De notre temps, il n’est venu à l’idée de personne de considérer Napoléon, encore bien moins Koutouzoff, comme des héros au sens antique du mot. Mais entre ne pas considérer comme des dieux ou des demi-dieux des hommes qui sortent réellement de l’ordinaire toutefois, et tâcher de prouver que leurs décisions ne sont ni libres ni raisonnables, il y a tout un abîme. Ce n’est pas en imaginant d’attribuer à Napoléon dans son armée un rôle tout aussi peu important que celui du dernier soldat ou voiturier, que l’histoire se rendra digne de l’époque actuelle de l’humanité, mais au contraire en montrant sous son vrai jour le rapport entre la force des masses et celle des personnalités qui les dirigent. Nous sommes tout à fait d’accord sur ce que l’histoire était dans une fausse direction quand elle ne s’occupait que des têtes et négligeait le corps de la masse. C’était ne voir les choses que sous une seule face. Mais ce n’est pas une raison pour retomber dans le même défaut en se lançant dans une direction diamétralement opposée et de ne plus s’occuper que du corps de la masse en négligeant les têtes. Nous reconnaissons parfaitement que, pour arriver à la réalisation de certaines tendances chez un peuple, il faut parfois une période assez longue avant que ces tendances n’aient embrassé toute la masse, période pendant laquelle certaines individualités, qui courent trop en avant, périssent. Mais nous savons aussi que, pour la réalisation de ces tendances, il faut qu’il apparaisse un homme qui leur donne une forme sensible, qui les incarne, qui fixe leur but ; nous savons aussi qu’avant de pouvoir se répandre dans la masse, il y a des tendances qui doivent germer dans une seule tête.

LIGNES

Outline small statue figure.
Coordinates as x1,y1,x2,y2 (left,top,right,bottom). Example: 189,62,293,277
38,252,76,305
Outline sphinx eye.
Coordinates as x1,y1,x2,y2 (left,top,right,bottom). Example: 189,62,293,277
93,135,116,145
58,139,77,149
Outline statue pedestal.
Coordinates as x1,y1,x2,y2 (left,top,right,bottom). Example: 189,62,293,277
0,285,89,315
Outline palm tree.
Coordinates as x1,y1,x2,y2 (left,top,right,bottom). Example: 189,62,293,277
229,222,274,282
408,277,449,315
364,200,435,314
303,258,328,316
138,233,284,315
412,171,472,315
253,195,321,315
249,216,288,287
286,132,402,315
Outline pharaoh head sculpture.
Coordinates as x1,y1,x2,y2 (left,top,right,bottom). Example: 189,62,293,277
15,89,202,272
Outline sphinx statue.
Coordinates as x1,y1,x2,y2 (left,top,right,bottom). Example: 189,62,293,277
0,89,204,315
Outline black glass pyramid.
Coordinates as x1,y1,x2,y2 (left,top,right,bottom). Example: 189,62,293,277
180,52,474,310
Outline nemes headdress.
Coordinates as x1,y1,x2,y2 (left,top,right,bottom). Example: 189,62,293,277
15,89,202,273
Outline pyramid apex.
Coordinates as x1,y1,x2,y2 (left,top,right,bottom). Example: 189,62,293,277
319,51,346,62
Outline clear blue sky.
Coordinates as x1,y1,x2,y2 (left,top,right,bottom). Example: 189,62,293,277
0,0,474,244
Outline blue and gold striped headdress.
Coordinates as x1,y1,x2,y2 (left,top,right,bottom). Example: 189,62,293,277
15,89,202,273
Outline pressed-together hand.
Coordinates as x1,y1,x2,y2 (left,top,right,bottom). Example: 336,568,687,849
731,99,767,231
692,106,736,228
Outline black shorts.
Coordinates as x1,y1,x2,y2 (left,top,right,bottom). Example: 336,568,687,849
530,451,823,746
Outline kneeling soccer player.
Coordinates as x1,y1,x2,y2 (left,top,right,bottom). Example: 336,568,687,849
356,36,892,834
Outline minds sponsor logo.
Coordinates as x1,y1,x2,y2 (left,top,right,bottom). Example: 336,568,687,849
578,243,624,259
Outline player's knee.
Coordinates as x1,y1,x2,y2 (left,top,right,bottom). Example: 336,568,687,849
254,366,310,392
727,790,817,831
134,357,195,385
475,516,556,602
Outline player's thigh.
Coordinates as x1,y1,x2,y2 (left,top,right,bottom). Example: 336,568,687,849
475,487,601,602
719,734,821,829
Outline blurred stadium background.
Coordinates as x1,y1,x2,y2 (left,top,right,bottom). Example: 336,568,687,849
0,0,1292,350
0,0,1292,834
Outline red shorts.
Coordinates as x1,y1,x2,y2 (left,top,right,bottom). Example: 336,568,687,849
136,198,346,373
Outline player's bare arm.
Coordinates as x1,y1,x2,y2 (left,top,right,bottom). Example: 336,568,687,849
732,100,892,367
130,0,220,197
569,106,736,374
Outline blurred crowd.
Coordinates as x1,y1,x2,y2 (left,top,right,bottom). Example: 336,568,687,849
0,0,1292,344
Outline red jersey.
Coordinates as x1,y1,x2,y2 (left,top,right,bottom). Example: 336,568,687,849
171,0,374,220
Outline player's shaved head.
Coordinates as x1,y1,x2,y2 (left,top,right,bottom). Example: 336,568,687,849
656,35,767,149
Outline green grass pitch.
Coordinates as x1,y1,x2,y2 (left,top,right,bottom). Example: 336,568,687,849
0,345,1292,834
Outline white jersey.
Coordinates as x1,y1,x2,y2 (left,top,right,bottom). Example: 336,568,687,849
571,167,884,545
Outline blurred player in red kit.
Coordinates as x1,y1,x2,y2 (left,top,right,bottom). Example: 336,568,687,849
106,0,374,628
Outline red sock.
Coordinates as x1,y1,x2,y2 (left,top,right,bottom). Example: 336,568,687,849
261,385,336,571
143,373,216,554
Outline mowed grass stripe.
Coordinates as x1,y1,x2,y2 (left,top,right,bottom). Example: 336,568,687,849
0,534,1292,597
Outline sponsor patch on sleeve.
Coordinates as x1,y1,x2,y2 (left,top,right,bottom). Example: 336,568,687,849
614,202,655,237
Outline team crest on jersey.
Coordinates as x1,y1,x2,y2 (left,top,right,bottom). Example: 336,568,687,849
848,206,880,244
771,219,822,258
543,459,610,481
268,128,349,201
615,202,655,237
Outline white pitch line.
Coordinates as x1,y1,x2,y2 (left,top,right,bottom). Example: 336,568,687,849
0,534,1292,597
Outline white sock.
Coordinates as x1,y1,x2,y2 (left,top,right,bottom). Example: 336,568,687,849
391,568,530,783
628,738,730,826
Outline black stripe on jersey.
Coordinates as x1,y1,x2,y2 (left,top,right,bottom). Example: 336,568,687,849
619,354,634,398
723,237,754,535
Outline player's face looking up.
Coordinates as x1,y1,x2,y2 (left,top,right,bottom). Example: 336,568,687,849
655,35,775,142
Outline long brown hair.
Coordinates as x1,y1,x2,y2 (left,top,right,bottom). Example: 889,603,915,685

CONSIGNE
Reproduisez intégralement l'extrait sur les masses et les personnalités dans l'histoire, sans y changer un seul mot. Ces données proviennent d'une source autre que l'extrait.

RÉPONSE COMPLÈTE
De notre temps, il n’est venu à l’idée de personne de considérer Napoléon, encore bien moins Koutouzoff, comme des héros au sens antique du mot. Mais entre ne pas considérer comme des dieux ou des demi-dieux des hommes qui sortent réellement de l’ordinaire toutefois, et tâcher de prouver que leurs décisions ne sont ni libres ni raisonnables, il y a tout un abîme. Ce n’est pas en imaginant d’attribuer à Napoléon dans son armée un rôle tout aussi peu important que celui du dernier soldat ou voiturier, que l’histoire se rendra digne de l’époque actuelle de l’humanité, mais au contraire en montrant sous son vrai jour le rapport entre la force des masses et celle des personnalités qui les dirigent. Nous sommes tout à fait d’accord sur ce que l’histoire était dans une fausse direction quand elle ne s’occupait que des têtes et négligeait le corps de la masse. C’était ne voir les choses que sous une seule face. Mais ce n’est pas une raison pour retomber dans le même défaut en se lançant dans une direction diamétralement opposée et de ne plus s’occuper que du corps de la masse en négligeant les têtes. Nous reconnaissons parfaitement que, pour arriver à la réalisation de certaines tendances chez un peuple, il faut parfois une période assez longue avant que ces tendances n’aient embrassé toute la masse, période pendant laquelle certaines individualités, qui courent trop en avant, périssent. Mais nous savons aussi que, pour la réalisation de ces tendances, il faut qu’il apparaisse un homme qui leur donne une forme sensible, qui les incarne, qui fixe leur but ; nous savons aussi qu’avant de pouvoir se répandre dans la masse, il y a des tendances qui doivent germer dans une seule tête.